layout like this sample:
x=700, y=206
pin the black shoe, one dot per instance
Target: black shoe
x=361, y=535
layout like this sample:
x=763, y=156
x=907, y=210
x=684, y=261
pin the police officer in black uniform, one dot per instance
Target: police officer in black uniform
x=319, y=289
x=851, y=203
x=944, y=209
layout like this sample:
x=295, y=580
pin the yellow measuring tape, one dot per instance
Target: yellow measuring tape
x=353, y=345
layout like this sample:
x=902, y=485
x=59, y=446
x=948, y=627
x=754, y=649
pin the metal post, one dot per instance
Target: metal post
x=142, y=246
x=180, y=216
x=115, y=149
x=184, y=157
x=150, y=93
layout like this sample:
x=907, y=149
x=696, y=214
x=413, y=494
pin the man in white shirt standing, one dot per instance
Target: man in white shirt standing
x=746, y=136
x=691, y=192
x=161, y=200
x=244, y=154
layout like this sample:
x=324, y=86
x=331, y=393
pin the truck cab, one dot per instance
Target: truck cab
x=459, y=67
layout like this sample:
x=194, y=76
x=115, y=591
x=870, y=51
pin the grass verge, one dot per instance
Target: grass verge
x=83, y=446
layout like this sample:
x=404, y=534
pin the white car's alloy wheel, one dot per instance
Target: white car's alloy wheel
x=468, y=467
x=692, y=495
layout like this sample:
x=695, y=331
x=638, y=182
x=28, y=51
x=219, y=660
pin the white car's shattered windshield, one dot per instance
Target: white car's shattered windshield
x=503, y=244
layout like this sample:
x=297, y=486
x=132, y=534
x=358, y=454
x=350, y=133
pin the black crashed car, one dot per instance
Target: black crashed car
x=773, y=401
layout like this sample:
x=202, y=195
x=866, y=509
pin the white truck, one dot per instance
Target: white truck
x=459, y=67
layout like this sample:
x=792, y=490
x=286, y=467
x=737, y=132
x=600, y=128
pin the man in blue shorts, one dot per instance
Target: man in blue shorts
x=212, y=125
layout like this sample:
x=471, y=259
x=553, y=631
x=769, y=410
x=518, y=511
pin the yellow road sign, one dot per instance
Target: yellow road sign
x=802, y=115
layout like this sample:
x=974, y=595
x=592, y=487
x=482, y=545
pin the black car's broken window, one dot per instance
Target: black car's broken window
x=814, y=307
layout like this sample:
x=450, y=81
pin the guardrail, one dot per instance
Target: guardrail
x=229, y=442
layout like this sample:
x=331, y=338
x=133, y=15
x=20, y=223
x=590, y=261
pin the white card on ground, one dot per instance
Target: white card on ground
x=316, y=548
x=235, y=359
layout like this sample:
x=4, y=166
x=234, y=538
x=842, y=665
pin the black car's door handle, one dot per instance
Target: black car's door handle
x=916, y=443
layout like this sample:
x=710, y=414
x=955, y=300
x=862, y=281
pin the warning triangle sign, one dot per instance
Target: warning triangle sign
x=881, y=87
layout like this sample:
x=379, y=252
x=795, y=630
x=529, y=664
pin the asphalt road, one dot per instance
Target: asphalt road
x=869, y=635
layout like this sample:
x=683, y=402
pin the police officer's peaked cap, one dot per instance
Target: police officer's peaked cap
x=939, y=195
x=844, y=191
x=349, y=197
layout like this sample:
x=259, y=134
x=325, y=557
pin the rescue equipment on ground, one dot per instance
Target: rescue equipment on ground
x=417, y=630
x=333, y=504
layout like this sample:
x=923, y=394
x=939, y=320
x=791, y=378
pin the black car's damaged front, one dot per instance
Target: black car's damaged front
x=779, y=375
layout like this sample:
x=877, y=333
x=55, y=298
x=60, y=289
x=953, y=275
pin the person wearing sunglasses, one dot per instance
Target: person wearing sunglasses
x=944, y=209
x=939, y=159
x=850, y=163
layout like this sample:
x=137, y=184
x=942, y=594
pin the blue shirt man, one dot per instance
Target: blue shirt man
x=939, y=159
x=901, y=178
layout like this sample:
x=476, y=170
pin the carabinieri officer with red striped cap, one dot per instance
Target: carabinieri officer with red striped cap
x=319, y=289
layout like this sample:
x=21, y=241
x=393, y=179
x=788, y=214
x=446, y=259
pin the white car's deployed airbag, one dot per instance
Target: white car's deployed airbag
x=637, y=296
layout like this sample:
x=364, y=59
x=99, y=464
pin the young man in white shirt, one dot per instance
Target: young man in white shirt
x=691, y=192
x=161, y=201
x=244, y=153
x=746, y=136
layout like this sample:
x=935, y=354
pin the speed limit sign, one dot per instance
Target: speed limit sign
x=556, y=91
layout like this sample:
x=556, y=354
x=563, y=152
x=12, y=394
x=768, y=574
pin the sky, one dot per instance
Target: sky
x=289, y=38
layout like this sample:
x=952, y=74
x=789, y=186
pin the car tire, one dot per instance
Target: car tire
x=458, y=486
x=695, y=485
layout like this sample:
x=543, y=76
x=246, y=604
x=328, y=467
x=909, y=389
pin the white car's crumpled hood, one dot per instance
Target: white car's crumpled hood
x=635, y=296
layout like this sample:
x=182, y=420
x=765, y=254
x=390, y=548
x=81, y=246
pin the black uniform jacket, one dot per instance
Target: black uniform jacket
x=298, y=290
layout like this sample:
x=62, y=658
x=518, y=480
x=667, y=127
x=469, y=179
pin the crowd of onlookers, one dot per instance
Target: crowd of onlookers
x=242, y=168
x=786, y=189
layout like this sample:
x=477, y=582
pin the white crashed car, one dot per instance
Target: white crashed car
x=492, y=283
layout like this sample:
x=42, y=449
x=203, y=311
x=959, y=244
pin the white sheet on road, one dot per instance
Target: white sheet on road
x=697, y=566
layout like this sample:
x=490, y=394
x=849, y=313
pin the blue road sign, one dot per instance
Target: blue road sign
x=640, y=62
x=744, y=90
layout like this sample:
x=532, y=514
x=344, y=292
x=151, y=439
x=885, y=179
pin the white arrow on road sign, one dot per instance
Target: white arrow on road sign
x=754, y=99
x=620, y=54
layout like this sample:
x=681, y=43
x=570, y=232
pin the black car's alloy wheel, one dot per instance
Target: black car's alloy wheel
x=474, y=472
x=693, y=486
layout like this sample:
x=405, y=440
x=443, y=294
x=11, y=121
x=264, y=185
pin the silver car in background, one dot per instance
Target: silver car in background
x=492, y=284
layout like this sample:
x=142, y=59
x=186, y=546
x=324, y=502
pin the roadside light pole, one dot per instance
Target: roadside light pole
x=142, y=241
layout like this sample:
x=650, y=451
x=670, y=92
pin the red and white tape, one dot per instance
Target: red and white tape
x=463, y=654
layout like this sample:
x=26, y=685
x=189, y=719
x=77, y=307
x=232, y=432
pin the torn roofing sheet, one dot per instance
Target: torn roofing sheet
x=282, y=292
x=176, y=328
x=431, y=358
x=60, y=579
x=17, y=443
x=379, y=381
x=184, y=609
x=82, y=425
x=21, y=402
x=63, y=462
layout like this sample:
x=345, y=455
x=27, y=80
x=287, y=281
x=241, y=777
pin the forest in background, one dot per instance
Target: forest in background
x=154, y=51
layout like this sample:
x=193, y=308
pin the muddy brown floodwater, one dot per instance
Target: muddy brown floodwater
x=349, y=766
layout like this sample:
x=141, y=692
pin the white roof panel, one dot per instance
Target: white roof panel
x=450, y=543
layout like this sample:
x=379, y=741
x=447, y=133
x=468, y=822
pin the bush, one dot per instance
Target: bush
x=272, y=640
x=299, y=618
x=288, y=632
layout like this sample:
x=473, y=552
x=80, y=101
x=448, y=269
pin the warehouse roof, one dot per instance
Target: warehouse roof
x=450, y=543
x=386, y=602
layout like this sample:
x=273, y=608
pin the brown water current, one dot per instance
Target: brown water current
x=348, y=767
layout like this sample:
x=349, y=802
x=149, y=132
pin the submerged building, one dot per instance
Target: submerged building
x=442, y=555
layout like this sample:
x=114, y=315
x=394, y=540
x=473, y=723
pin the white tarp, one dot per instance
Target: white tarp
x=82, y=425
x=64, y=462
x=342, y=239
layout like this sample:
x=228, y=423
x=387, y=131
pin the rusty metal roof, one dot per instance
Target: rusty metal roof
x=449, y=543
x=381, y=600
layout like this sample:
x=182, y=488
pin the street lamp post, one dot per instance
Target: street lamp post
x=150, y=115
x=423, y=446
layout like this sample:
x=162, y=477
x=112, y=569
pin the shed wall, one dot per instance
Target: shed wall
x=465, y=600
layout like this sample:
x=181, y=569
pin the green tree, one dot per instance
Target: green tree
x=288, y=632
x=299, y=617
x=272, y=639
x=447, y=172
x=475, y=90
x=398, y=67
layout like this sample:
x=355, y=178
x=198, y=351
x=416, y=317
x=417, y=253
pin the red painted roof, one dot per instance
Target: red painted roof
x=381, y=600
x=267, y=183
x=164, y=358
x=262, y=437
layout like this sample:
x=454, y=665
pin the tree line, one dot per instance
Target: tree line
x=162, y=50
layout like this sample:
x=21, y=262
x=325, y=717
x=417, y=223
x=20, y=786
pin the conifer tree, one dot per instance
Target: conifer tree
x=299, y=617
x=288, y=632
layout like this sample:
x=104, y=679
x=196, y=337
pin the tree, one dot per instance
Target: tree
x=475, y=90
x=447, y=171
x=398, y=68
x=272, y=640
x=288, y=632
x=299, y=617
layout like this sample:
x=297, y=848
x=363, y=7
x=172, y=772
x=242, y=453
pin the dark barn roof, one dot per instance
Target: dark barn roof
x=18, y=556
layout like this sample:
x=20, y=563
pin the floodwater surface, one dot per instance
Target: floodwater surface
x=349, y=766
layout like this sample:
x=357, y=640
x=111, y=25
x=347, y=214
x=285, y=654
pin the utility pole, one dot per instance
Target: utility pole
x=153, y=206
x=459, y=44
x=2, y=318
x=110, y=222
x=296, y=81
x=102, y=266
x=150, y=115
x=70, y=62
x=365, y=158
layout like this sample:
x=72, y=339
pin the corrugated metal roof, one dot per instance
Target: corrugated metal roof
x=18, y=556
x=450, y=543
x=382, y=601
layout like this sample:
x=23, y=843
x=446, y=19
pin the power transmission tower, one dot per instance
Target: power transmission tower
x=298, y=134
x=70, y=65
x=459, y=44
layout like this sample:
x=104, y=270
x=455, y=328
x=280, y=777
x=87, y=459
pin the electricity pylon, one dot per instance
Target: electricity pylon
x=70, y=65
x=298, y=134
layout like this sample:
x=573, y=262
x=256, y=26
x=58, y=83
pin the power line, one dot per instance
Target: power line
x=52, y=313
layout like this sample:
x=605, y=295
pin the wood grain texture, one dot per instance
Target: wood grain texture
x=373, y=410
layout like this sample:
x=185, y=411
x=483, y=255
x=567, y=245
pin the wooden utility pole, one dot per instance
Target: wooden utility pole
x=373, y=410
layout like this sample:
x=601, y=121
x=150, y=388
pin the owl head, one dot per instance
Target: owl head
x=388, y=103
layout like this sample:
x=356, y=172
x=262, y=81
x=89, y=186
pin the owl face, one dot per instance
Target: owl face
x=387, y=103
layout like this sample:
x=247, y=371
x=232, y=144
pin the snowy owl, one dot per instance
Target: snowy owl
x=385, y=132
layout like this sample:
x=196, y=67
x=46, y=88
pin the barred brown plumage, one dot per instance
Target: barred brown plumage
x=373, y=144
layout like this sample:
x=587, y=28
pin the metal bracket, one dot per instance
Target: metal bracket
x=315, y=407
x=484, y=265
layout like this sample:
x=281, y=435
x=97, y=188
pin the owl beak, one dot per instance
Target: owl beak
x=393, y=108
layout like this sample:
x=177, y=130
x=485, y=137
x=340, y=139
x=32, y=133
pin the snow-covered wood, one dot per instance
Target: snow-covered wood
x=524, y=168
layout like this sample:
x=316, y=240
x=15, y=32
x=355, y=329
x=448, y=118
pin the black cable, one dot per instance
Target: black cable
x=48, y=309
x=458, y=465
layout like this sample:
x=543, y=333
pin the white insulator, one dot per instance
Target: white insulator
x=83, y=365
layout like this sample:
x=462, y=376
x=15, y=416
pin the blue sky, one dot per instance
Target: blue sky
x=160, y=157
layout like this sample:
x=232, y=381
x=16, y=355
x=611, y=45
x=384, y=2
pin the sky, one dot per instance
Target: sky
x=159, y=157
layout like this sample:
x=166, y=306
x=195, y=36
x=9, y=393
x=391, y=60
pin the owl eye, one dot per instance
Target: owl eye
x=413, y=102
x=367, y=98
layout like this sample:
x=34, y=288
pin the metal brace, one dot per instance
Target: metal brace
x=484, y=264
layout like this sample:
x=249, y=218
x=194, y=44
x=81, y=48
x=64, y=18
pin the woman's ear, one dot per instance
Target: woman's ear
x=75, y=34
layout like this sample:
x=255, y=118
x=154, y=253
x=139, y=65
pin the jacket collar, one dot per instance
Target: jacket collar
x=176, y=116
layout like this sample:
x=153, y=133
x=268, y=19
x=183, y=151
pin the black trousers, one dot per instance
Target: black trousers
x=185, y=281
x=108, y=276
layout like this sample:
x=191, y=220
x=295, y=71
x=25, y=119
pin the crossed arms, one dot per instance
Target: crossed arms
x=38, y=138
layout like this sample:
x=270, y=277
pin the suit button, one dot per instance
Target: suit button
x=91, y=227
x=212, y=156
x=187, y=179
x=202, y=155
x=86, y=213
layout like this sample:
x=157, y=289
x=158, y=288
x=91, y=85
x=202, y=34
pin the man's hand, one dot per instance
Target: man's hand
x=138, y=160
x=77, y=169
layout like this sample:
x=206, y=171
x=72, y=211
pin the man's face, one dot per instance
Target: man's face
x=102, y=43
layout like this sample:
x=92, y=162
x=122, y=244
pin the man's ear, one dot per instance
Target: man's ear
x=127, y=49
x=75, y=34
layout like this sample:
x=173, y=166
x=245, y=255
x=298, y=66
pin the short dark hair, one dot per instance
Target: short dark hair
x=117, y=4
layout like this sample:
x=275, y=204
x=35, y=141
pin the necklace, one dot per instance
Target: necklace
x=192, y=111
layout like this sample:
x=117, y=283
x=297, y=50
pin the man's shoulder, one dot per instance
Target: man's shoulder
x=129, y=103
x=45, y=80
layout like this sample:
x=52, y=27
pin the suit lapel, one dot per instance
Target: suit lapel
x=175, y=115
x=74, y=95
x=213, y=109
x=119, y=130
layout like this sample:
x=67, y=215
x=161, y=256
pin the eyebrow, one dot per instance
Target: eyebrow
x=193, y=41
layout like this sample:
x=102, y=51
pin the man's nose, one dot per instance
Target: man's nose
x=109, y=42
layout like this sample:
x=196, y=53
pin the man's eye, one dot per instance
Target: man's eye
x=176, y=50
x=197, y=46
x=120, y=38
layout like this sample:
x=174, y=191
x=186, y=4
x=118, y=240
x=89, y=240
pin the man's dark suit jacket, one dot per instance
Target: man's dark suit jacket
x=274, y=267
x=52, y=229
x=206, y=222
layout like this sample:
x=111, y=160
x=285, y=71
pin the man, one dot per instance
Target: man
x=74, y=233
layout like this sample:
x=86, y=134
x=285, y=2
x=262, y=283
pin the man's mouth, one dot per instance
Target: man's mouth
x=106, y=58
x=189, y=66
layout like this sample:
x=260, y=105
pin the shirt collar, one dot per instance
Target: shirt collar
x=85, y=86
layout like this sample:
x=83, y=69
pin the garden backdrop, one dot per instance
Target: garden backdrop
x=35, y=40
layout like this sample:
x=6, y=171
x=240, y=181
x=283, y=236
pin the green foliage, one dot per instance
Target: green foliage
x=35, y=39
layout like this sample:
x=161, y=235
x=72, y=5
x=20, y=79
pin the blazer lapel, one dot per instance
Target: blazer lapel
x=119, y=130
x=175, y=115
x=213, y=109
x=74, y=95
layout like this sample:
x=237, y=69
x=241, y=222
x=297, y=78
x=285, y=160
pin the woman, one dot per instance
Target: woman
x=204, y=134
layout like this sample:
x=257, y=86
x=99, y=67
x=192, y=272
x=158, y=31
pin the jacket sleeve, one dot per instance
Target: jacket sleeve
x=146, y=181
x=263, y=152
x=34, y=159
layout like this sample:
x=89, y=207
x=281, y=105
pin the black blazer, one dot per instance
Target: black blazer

▶ _REQUIRED WORK_
Give every line from the start of the rows up to and including the line with "x=150, y=93" as a JSON list of strings, one string per line, with blank lines left out.

▶ _EXERCISE RESPONSE_
[
  "layout like this sample:",
  "x=700, y=206",
  "pin the black shoe, one dot per instance",
  "Target: black shoe",
  "x=361, y=535",
  "layout like this sample:",
  "x=763, y=156",
  "x=907, y=210",
  "x=684, y=261",
  "pin the police officer in black uniform, one dot per instance",
  "Target: police officer in black uniform",
  "x=319, y=289",
  "x=851, y=203",
  "x=944, y=209",
  "layout like this sample:",
  "x=295, y=580",
  "pin the yellow measuring tape, one dot per instance",
  "Target: yellow measuring tape",
  "x=353, y=345",
  "layout like this sample:",
  "x=902, y=485",
  "x=59, y=446",
  "x=948, y=627",
  "x=754, y=649",
  "pin the metal post, one dot per instance",
  "Target: metal post",
  "x=142, y=246",
  "x=180, y=216",
  "x=115, y=149",
  "x=184, y=157",
  "x=150, y=93"
]